Task goal » Please show all lines of the records that include "striped".

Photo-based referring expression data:
▬▬▬▬▬▬

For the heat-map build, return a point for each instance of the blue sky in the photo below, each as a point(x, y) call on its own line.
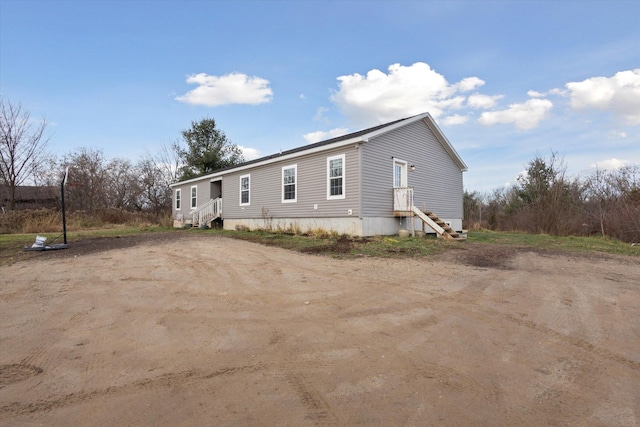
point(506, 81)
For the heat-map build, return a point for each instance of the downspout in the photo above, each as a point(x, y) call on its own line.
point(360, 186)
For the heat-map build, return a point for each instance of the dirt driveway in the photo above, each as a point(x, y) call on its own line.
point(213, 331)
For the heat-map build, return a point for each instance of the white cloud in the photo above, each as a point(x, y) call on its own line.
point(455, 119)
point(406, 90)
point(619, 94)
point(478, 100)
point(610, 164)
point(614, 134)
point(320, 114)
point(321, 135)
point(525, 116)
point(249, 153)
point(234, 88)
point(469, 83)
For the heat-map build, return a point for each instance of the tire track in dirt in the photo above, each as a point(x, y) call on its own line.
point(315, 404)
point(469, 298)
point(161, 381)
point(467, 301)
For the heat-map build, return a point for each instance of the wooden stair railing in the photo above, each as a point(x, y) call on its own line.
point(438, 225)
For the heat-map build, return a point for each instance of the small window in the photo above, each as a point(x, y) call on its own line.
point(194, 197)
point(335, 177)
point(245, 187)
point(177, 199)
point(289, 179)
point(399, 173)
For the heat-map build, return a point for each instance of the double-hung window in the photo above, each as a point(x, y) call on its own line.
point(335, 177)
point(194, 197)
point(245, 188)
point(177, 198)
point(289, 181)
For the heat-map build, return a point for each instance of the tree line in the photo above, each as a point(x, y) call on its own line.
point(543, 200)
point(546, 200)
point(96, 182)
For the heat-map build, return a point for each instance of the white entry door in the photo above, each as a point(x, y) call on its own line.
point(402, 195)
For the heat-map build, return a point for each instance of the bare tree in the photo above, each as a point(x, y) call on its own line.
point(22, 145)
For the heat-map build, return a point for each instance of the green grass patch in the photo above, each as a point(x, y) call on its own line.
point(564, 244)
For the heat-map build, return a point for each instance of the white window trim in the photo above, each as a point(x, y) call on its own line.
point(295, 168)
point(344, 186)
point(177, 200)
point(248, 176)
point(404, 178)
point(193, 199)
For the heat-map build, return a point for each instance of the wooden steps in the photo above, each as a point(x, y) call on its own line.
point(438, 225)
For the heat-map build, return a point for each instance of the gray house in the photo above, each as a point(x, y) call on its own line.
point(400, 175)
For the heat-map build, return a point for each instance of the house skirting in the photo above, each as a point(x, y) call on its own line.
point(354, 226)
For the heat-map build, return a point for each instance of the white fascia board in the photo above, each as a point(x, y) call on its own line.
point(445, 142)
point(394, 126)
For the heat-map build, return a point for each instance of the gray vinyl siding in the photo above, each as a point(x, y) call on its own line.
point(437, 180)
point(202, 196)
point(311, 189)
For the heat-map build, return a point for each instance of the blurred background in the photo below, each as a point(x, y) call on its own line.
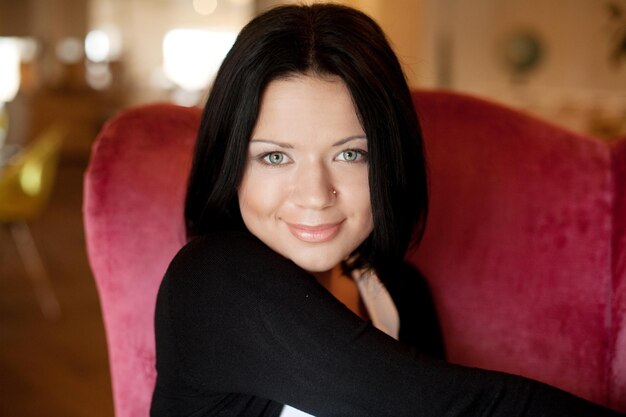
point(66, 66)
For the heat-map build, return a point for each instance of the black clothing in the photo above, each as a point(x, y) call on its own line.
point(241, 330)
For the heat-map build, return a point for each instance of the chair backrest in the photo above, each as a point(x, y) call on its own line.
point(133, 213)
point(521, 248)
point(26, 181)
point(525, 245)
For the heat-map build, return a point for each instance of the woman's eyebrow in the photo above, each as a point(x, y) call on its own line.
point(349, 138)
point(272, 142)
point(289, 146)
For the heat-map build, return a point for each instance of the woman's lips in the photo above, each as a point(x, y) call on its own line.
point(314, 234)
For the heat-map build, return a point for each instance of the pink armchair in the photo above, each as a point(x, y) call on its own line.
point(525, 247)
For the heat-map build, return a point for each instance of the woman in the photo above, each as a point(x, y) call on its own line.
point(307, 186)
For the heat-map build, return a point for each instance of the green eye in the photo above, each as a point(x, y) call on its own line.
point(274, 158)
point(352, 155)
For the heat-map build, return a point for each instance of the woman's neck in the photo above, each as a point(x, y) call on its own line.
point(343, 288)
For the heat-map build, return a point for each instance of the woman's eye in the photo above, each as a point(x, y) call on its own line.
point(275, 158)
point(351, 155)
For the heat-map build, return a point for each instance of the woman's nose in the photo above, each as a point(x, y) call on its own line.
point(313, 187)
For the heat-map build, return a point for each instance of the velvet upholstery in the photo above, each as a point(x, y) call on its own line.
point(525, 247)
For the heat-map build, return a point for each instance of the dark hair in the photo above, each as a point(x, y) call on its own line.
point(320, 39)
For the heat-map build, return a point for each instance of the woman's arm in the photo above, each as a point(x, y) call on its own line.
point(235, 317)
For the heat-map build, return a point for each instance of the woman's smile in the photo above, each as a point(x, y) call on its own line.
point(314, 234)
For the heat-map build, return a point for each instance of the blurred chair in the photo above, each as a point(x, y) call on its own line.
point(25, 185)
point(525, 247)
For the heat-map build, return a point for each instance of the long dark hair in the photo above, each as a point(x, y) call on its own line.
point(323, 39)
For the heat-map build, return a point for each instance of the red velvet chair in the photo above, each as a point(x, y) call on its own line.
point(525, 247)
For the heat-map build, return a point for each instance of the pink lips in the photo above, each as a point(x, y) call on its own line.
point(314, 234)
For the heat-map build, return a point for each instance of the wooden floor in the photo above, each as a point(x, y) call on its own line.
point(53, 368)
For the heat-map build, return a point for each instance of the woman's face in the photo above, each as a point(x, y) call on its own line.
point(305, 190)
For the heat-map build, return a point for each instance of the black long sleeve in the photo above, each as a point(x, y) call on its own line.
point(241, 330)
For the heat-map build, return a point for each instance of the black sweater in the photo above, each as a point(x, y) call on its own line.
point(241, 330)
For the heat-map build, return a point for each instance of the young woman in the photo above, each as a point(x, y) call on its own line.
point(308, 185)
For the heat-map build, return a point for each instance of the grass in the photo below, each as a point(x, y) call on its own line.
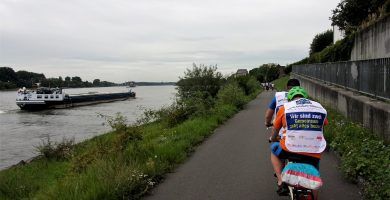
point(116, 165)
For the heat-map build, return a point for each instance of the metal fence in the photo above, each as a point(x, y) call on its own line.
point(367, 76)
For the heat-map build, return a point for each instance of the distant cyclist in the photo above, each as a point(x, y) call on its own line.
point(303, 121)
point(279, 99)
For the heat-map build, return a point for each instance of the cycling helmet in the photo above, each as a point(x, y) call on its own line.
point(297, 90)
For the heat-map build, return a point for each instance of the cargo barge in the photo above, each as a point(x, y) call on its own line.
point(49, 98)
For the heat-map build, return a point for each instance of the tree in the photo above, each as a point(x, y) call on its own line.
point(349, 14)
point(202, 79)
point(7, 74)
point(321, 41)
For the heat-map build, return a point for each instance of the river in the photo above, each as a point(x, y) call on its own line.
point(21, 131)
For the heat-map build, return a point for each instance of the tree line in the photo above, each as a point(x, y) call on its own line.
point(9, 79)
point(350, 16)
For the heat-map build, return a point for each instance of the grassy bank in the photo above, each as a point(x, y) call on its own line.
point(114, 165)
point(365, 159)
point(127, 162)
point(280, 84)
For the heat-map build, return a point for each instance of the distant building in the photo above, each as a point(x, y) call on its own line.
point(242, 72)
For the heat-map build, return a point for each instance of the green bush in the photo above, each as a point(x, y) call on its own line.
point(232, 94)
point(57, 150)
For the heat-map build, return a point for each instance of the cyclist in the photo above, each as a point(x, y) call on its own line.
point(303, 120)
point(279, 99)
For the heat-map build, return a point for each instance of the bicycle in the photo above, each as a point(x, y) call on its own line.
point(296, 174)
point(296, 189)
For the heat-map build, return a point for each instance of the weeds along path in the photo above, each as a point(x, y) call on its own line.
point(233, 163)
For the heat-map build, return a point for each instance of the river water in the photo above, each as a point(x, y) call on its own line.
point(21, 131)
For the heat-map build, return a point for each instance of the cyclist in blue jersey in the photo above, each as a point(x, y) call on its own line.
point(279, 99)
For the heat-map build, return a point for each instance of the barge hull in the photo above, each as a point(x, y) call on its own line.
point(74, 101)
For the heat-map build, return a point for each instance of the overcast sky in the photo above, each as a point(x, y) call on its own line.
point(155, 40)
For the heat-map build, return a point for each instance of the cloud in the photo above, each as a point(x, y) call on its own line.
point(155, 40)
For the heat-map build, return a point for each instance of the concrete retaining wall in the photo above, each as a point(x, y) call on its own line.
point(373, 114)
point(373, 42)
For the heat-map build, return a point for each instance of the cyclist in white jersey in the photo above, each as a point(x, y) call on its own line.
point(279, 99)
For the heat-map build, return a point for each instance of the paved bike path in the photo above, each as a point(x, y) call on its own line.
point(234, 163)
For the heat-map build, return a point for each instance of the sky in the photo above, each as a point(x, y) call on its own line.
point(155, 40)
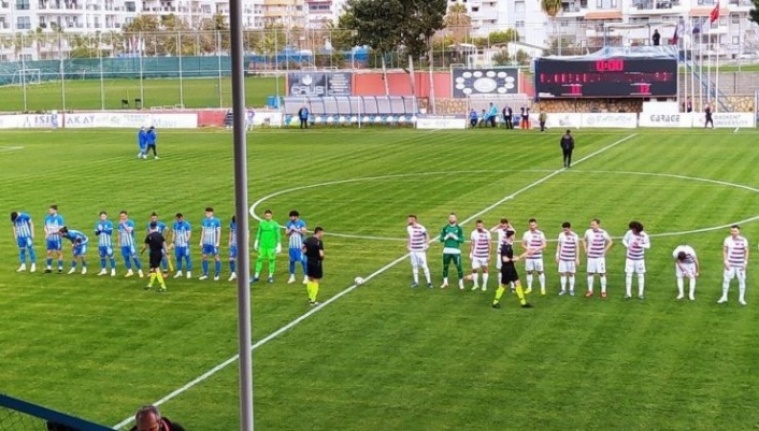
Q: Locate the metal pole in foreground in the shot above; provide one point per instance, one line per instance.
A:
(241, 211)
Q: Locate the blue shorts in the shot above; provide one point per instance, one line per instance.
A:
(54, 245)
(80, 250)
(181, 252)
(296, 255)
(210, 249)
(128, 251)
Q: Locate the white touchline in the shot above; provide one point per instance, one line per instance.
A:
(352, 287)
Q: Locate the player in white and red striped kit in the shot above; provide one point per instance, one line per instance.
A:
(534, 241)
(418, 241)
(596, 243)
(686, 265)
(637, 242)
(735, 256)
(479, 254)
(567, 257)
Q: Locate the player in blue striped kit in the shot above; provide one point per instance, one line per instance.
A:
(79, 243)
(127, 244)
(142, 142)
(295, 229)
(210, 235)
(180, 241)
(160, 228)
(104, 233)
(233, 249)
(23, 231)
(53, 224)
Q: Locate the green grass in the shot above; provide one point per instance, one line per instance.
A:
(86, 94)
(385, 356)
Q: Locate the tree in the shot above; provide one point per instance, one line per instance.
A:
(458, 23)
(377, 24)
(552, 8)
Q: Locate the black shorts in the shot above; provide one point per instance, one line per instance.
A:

▬▬▬▬▬▬

The completed task »
Q: Locate the player in white and red striped kit in the shot above; provide one point per instance, one line per instance.
Q: Locate the player in blue striped kit in the shot above; provide one point per instance, one line per instance.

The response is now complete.